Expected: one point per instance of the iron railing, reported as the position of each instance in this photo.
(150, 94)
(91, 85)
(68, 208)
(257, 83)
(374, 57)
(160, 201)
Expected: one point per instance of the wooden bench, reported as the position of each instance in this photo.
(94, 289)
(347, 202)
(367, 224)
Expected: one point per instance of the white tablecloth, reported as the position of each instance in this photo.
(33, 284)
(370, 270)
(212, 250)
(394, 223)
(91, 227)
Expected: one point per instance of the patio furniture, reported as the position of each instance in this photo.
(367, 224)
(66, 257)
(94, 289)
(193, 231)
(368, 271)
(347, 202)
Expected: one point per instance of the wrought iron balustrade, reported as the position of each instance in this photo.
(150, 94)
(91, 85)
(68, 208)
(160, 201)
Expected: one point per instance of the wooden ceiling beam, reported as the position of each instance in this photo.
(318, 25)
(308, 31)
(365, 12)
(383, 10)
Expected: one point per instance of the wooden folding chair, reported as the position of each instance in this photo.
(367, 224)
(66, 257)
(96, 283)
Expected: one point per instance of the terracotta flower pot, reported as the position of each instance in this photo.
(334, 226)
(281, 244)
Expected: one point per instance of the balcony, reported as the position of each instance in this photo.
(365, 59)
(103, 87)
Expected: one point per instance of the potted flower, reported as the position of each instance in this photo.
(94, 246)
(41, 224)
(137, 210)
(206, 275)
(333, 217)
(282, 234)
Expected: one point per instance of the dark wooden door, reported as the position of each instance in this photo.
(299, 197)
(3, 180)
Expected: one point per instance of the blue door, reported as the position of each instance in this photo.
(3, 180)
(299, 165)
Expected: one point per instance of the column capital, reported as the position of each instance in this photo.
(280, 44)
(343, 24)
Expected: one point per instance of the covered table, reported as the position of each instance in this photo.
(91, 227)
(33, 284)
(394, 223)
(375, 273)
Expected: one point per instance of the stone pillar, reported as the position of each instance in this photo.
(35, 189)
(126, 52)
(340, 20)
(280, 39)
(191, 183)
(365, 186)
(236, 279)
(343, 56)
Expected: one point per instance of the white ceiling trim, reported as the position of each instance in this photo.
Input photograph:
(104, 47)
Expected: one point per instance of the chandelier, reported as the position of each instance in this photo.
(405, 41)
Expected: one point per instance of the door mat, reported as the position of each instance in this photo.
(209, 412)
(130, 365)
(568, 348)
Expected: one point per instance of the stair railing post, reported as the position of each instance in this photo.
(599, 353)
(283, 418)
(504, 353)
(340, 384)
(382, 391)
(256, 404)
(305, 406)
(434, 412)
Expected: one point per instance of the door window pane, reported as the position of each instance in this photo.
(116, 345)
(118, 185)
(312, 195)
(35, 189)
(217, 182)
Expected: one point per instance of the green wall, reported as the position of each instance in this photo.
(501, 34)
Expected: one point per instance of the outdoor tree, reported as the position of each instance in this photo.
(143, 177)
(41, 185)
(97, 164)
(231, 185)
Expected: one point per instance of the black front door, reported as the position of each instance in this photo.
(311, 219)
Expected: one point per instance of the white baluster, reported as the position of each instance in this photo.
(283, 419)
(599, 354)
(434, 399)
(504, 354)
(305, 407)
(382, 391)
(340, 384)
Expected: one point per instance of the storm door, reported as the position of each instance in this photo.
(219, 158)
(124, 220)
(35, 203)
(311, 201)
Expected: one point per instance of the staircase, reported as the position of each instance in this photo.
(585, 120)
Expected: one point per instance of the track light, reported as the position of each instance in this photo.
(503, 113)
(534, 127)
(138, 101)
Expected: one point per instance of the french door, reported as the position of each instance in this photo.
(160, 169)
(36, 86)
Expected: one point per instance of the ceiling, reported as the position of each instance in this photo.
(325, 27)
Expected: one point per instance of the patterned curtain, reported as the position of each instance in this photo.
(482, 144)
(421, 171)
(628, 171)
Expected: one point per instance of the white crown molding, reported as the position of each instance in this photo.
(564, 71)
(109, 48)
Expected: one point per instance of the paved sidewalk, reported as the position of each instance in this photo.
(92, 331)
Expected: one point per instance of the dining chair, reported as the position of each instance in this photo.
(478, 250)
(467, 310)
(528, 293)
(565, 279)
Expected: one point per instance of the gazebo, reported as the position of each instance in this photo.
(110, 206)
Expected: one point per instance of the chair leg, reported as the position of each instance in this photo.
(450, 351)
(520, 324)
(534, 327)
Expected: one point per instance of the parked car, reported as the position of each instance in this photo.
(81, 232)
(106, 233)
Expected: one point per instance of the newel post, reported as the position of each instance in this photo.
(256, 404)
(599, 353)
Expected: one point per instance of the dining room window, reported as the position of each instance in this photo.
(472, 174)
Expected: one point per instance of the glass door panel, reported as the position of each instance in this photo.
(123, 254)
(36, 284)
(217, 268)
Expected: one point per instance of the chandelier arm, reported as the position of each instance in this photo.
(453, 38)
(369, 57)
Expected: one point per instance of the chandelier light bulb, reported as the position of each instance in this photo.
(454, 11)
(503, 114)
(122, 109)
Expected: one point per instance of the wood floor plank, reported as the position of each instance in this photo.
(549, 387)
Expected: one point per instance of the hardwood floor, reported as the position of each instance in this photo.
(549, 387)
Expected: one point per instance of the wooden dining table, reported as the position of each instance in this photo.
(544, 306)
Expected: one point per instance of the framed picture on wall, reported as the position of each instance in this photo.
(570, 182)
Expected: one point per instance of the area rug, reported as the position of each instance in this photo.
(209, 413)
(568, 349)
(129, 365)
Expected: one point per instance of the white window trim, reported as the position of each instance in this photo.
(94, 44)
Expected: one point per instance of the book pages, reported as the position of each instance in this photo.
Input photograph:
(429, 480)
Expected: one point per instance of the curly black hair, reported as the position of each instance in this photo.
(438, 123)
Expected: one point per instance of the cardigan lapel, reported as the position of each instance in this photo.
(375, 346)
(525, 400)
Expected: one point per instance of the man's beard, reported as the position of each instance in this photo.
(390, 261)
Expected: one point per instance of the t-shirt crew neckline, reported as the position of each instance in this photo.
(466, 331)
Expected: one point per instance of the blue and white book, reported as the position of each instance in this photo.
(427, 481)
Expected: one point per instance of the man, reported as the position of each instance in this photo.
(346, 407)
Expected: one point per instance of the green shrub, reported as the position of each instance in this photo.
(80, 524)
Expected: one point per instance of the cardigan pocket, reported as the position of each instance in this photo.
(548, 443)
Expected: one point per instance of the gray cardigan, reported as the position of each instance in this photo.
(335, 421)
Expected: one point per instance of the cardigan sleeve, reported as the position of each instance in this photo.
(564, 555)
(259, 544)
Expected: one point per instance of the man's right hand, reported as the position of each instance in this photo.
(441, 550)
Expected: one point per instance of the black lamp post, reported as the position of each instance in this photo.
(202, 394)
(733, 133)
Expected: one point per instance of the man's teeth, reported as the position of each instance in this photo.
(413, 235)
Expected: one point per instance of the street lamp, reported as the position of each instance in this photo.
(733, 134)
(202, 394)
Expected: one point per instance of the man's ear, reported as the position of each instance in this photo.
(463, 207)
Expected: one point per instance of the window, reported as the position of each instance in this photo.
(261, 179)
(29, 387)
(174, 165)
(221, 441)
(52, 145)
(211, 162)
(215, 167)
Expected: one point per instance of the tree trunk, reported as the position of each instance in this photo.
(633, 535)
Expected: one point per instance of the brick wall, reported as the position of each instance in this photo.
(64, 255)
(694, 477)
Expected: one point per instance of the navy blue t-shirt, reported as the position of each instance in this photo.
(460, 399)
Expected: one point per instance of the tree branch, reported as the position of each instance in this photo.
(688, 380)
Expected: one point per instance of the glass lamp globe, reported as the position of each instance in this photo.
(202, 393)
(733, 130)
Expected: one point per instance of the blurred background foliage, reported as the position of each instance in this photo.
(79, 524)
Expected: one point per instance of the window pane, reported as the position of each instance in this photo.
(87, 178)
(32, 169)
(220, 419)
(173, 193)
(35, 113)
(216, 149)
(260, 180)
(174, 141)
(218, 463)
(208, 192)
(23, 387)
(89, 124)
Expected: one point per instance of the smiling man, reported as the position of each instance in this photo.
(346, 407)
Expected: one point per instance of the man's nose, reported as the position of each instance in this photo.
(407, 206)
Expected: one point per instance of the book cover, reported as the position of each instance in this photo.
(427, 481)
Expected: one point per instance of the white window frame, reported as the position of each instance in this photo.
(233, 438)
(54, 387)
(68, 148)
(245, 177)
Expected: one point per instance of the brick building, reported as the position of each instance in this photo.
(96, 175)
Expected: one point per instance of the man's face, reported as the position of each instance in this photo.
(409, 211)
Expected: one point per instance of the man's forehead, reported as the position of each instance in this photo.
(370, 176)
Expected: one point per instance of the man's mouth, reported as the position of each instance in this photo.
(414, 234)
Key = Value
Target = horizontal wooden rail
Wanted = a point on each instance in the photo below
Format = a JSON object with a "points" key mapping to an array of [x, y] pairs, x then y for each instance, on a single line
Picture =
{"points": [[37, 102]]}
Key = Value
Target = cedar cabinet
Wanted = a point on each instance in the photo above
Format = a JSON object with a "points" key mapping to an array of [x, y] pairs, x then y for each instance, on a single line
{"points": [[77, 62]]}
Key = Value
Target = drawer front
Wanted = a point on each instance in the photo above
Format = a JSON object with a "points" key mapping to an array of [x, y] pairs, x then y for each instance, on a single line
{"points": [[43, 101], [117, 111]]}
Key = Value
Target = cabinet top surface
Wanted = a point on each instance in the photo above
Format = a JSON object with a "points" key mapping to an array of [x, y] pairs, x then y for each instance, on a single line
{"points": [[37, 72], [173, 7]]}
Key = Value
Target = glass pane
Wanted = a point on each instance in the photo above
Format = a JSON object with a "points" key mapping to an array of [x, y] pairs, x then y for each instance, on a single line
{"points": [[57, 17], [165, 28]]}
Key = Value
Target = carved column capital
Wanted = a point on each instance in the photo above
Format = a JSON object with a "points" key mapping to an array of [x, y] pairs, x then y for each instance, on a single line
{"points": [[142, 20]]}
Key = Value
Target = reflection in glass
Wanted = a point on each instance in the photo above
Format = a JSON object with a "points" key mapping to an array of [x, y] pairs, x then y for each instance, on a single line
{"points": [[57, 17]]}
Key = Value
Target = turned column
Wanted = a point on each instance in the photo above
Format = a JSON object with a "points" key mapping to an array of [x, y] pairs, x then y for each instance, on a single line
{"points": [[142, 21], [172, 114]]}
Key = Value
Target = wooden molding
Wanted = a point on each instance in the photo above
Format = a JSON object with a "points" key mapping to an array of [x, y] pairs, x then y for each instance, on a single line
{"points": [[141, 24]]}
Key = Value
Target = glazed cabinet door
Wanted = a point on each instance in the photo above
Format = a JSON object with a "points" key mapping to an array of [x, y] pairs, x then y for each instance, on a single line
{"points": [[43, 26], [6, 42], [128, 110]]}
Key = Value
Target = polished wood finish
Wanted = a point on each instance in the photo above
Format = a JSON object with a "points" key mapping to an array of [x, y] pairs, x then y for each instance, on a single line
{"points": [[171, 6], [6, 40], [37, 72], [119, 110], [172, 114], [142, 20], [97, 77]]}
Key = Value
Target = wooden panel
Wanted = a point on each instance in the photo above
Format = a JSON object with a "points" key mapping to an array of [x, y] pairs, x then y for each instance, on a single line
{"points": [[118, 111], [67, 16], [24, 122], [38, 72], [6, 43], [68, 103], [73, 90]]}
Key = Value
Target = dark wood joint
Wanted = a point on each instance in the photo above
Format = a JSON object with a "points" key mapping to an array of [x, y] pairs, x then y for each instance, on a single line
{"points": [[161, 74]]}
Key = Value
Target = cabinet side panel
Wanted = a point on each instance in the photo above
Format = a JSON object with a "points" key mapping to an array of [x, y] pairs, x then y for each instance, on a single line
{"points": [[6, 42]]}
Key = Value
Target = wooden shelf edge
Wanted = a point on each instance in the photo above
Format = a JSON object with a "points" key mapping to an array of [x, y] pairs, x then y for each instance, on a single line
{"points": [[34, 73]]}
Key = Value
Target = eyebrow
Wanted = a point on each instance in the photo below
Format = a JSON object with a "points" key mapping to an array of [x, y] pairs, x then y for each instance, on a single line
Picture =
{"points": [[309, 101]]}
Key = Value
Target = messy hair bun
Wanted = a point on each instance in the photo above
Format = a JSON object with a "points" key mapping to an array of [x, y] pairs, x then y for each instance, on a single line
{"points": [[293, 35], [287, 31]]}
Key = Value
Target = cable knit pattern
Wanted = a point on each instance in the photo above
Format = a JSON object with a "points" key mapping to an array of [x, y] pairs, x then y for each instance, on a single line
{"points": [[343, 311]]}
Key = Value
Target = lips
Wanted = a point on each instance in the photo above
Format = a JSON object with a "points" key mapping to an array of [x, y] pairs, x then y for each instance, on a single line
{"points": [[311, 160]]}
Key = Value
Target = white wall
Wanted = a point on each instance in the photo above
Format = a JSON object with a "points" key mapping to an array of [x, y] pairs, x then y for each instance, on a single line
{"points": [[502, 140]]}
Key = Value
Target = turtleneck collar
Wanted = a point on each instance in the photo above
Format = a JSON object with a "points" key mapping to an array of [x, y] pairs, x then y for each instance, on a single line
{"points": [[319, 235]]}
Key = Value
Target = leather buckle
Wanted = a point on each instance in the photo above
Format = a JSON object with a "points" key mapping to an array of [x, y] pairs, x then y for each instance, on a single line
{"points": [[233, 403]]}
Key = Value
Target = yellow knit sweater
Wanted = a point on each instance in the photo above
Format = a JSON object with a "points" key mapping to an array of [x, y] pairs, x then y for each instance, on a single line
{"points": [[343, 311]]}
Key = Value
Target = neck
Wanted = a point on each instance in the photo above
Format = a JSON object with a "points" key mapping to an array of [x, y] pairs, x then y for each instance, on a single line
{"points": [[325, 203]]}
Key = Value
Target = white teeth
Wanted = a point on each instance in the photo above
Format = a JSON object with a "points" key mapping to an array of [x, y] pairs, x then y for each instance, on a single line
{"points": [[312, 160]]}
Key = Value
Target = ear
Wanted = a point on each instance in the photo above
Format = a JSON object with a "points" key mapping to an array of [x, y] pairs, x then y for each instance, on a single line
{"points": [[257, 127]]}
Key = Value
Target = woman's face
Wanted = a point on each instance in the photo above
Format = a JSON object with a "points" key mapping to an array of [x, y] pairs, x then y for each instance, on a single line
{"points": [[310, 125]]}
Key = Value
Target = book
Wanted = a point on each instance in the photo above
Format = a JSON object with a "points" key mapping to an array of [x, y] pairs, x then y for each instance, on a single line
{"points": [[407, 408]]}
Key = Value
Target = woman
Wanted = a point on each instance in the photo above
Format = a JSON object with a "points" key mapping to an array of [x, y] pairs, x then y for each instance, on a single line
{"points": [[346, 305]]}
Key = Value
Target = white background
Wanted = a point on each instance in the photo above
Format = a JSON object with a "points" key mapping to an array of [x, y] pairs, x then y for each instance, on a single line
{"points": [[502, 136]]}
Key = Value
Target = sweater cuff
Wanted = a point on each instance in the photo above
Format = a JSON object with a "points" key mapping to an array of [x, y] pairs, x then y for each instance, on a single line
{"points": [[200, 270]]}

*Activity:*
Scan the material above for the string "cabinet" and report each line where you find it.

*Task solution:*
Target = cedar cabinet
Target = cabinet top surface
Target = glazed cabinet door
Target = cabinet side panel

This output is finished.